* begin *

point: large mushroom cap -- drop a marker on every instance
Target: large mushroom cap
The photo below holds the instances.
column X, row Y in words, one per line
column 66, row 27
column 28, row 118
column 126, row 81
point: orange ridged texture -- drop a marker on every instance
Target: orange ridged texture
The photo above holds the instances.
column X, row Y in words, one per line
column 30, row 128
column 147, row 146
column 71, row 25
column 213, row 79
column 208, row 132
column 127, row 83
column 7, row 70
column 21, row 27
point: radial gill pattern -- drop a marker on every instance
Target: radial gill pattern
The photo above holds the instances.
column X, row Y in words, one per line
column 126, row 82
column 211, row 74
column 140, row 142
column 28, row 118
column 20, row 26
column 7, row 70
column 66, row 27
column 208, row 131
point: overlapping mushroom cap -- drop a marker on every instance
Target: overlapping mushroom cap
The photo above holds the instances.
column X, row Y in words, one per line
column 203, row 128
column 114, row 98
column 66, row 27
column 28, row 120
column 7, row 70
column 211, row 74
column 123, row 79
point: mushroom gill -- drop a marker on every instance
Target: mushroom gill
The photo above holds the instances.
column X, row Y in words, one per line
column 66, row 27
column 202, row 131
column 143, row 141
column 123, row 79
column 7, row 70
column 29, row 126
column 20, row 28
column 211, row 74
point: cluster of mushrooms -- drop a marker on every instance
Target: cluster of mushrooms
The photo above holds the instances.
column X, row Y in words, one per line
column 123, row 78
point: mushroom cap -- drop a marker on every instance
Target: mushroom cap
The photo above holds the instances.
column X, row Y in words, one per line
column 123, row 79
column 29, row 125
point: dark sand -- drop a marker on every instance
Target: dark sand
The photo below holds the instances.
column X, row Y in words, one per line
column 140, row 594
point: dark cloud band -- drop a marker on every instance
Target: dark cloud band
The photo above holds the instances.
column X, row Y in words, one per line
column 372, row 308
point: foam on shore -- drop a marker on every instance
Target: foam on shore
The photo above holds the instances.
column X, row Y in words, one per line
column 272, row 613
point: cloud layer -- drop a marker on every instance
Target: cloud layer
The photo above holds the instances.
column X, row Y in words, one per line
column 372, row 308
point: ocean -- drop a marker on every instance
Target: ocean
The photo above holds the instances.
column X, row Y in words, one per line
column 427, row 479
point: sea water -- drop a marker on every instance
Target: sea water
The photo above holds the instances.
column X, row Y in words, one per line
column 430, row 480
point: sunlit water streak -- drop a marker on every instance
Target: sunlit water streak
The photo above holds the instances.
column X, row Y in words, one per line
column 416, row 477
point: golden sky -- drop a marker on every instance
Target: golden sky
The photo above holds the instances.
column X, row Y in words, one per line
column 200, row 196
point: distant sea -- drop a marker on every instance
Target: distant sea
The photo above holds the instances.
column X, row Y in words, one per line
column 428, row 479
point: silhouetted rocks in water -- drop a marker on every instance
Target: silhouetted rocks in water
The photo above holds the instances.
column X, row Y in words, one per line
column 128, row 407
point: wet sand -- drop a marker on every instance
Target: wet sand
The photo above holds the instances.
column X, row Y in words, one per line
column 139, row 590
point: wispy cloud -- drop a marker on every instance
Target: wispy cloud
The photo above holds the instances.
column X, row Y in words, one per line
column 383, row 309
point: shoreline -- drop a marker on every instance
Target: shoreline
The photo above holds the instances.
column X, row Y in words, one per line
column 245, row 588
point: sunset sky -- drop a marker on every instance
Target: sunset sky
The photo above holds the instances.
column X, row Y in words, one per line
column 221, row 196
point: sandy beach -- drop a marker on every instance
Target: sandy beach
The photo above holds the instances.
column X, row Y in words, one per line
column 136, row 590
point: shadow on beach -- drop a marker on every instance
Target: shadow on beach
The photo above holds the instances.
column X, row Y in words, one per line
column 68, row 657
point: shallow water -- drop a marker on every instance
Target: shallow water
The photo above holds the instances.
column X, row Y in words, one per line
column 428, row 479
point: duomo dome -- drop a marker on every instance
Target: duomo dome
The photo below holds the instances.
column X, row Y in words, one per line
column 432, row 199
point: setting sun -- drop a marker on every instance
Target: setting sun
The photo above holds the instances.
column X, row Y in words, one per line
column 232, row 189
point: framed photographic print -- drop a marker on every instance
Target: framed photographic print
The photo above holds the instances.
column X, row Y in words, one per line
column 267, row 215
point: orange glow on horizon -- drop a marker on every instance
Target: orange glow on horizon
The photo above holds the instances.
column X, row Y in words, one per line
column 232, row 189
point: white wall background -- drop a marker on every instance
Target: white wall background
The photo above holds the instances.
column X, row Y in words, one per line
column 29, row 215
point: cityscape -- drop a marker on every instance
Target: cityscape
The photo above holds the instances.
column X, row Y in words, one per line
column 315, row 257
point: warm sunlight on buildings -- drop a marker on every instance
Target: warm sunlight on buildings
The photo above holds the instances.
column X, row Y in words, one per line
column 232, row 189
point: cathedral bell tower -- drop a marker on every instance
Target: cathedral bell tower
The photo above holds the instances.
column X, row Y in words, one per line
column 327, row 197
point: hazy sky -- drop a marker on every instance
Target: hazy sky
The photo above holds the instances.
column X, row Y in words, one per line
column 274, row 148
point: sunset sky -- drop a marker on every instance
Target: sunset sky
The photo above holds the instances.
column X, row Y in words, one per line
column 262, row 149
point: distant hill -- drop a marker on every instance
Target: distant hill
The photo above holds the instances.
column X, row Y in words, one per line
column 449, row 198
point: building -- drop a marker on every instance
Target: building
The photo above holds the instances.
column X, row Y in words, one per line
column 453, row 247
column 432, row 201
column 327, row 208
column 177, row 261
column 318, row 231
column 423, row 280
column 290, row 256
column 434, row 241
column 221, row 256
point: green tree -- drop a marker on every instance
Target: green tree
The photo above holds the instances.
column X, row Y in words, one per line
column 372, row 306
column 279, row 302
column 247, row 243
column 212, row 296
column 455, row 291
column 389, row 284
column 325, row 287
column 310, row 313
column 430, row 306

* end *

Output the listing above without altering a single character.

** Output **
point: large mushroom cap -- drop a marker on every instance
Target: large mushroom cap
The photo below holds the instances.
column X, row Y in words, one per line
column 66, row 27
column 28, row 118
column 126, row 81
point: orange ridged texture -- drop a marker on every instance
Target: orange ridged texture
The photo above holds the instances.
column X, row Y in words, one per line
column 30, row 128
column 147, row 146
column 71, row 25
column 213, row 79
column 208, row 132
column 127, row 83
column 7, row 70
column 21, row 27
point: radial gill pattern -- drop a marker on every instance
Target: radial gill pattern
The photo above holds the instances.
column X, row Y in words, one per line
column 126, row 82
column 211, row 74
column 140, row 142
column 28, row 118
column 20, row 26
column 7, row 70
column 66, row 27
column 208, row 131
point: overlapping mushroom cap -- drop a marker on every instance
Target: overlapping mushroom cap
The photo above holds the instances.
column X, row Y in words, one per line
column 203, row 128
column 114, row 98
column 66, row 27
column 28, row 120
column 7, row 70
column 211, row 74
column 123, row 79
point: mushroom gill -- drop a marker on every instance
Target: mushroom gill
The photo above holds the instances.
column X, row Y in words, one per line
column 66, row 27
column 202, row 131
column 143, row 141
column 123, row 79
column 7, row 70
column 29, row 126
column 20, row 28
column 211, row 74
point: cluster of mushrooms -- drop a marker on every instance
Target: cluster of mushrooms
The photo above holds the instances.
column X, row Y in words, one per line
column 123, row 78
point: mushroom cap -- drop a marker on every instance
Target: mushroom cap
The photo above holds the instances.
column X, row Y in words, one per line
column 123, row 79
column 29, row 125
point: dark sand -- drop a marker on every instance
Target: dark sand
The photo below holds the instances.
column X, row Y in words, one per line
column 140, row 594
point: dark cloud band -- drop a marker on every instance
Target: dark cloud band
The photo above holds the instances.
column X, row Y in words, one per line
column 372, row 308
point: foam on shore -- drop a marker on every instance
Target: foam on shore
The photo above holds the instances.
column X, row Y in words, one per line
column 272, row 613
point: cloud layer -- drop a marker on every instance
Target: cloud layer
The photo above holds the instances.
column X, row Y in words, one per line
column 372, row 308
point: ocean -- drop a marker on every instance
Target: ocean
The photo above holds the instances.
column X, row Y in words, one per line
column 427, row 479
point: sea water -- drop a marker on every instance
Target: sea water
The photo above holds the instances.
column X, row Y in words, one per line
column 430, row 480
point: sunlit water streak -- drop a marker on every instance
Target: sunlit water streak
The photo above holds the instances.
column X, row Y in words, one per line
column 416, row 477
point: golden sky -- drop a marker on every instance
Target: golden sky
The photo above holds the instances.
column X, row Y in words, one per line
column 200, row 196
point: distant sea -- drop a marker on every instance
Target: distant sea
The photo above holds the instances.
column X, row Y in words, one per line
column 428, row 479
point: silhouetted rocks in water -- drop a marker on every instance
Target: silhouetted rocks in water
The photo above holds the instances.
column X, row Y in words, one per line
column 128, row 407
point: wet sand -- drop a marker on every instance
Target: wet sand
The photo above holds the instances.
column X, row Y in words, one per line
column 139, row 590
point: wispy cloud -- drop a marker on every instance
Target: wispy cloud
The photo above holds the instances.
column X, row Y in words, one per line
column 383, row 309
point: shoreline -- drop a marker on every instance
Target: shoreline
The photo above holds the instances.
column X, row Y in words, one per line
column 245, row 588
point: sunset sky -- drop a marker on every instance
Target: sunset sky
The photo above holds the instances.
column X, row Y in words, one per line
column 221, row 196
point: sandy beach -- drop a marker on every instance
Target: sandy beach
The photo above holds the instances.
column X, row Y in words, one per line
column 136, row 590
point: shadow on beach -- drop a marker on every instance
Target: shadow on beach
The photo above holds the instances.
column X, row Y in words, one per line
column 68, row 657
point: shallow water -- drop a marker on every instance
Target: shallow water
The photo above holds the instances.
column X, row Y in words, one per line
column 428, row 479
point: duomo dome -- drop a marker on every instance
Target: duomo dome
The photo below holds the instances.
column X, row Y in words, one per line
column 432, row 199
point: setting sun -- drop a marker on every instance
Target: setting sun
The photo above holds the instances.
column X, row Y in words, one per line
column 232, row 189
point: framed photographic print -- drop a marker on every instance
Target: framed photographic print
The photo above holds the instances.
column X, row Y in words, one per line
column 267, row 215
point: orange glow on horizon -- drop a marker on every instance
Target: orange glow on horizon
The photo above holds the instances.
column X, row Y in words, one per line
column 232, row 189
point: white wall background -- drop a marker on every instance
Target: white wall background
The photo above holds the instances.
column X, row Y in words, one per line
column 29, row 215
point: cityscape -- drop a marker on every instance
Target: cityscape
The photo above holds the instances.
column X, row Y in words, one per line
column 315, row 257
point: warm sunlight on buildings -- drop a marker on every instance
Target: warm sunlight on buildings
The photo above holds the instances.
column X, row Y in words, one per line
column 232, row 189
point: cathedral bell tower -- drop a marker on every instance
Target: cathedral bell tower
The photo above holds the instances.
column X, row Y in words, one per line
column 327, row 197
point: hazy sky -- drop a marker on every instance
Target: hazy sky
The photo above holds the instances.
column X, row Y in words, one per line
column 274, row 148
point: sunset sky -- drop a marker on every instance
Target: sunset sky
The photo above holds the instances.
column X, row Y in words, one per line
column 262, row 149
point: distant hill -- drop a marker on every instance
Target: distant hill
The photo above holds the instances.
column X, row Y in words, one per line
column 449, row 198
point: building -- drop a marker on every instance
Target: building
The photo above holds the instances.
column X, row Y in words, one per line
column 453, row 247
column 432, row 201
column 327, row 208
column 177, row 261
column 318, row 231
column 423, row 280
column 290, row 256
column 434, row 241
column 221, row 256
point: green tree -- drop a marker on every instance
Target: green tree
The photo above holds the instances.
column X, row Y in words, one per line
column 372, row 306
column 279, row 302
column 247, row 243
column 212, row 296
column 455, row 291
column 389, row 284
column 325, row 287
column 310, row 313
column 430, row 306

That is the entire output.